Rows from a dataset
'''

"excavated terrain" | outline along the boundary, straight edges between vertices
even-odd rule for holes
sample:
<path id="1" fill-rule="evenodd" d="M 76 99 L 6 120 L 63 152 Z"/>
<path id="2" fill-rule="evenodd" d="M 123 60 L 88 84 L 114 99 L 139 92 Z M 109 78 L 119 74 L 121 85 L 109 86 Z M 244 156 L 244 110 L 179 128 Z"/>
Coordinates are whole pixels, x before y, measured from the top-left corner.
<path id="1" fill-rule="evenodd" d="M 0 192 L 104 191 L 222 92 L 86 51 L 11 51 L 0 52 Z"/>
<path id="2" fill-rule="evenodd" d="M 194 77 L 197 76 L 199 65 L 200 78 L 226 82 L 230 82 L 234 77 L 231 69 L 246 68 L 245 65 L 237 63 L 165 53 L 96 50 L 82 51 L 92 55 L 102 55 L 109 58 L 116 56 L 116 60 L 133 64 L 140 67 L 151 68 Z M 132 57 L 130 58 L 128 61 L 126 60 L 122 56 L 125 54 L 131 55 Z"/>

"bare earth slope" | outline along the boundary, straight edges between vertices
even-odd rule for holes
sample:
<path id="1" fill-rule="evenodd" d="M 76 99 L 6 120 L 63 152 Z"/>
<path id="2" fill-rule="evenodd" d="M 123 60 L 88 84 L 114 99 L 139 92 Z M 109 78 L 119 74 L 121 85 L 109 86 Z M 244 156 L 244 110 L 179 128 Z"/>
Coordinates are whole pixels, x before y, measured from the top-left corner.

'''
'''

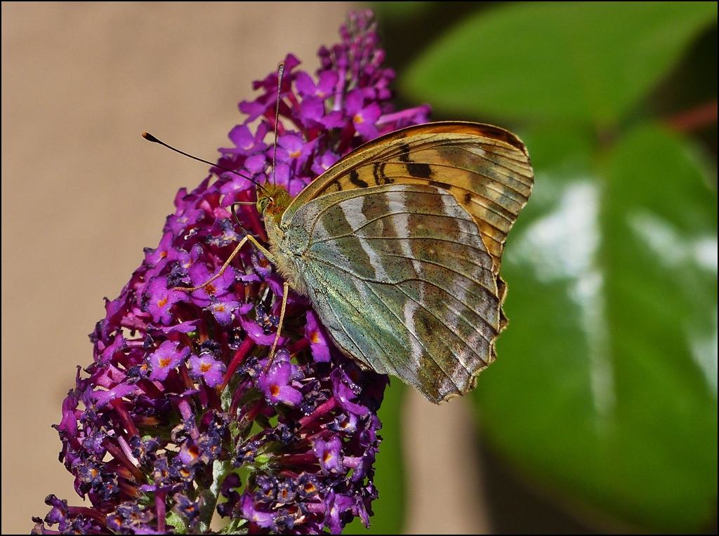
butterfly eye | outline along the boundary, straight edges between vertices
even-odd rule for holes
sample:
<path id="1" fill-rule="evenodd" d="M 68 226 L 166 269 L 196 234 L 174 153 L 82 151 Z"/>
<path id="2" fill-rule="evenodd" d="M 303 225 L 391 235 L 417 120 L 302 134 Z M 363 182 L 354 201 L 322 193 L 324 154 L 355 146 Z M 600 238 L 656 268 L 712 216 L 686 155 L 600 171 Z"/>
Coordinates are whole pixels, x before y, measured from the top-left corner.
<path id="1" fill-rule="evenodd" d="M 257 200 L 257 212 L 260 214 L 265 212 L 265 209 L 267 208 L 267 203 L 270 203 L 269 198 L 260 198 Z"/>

'''

AIM
Report in full each line of the data above that contains the word "outline".

EXPECTED OUTPUT
"excavated terrain" | outline along the boundary, straight edges between vertices
"bare earth slope" | outline along the boundary, straight edges between vertices
butterfly eye | outline along the boundary, straight edges between vertices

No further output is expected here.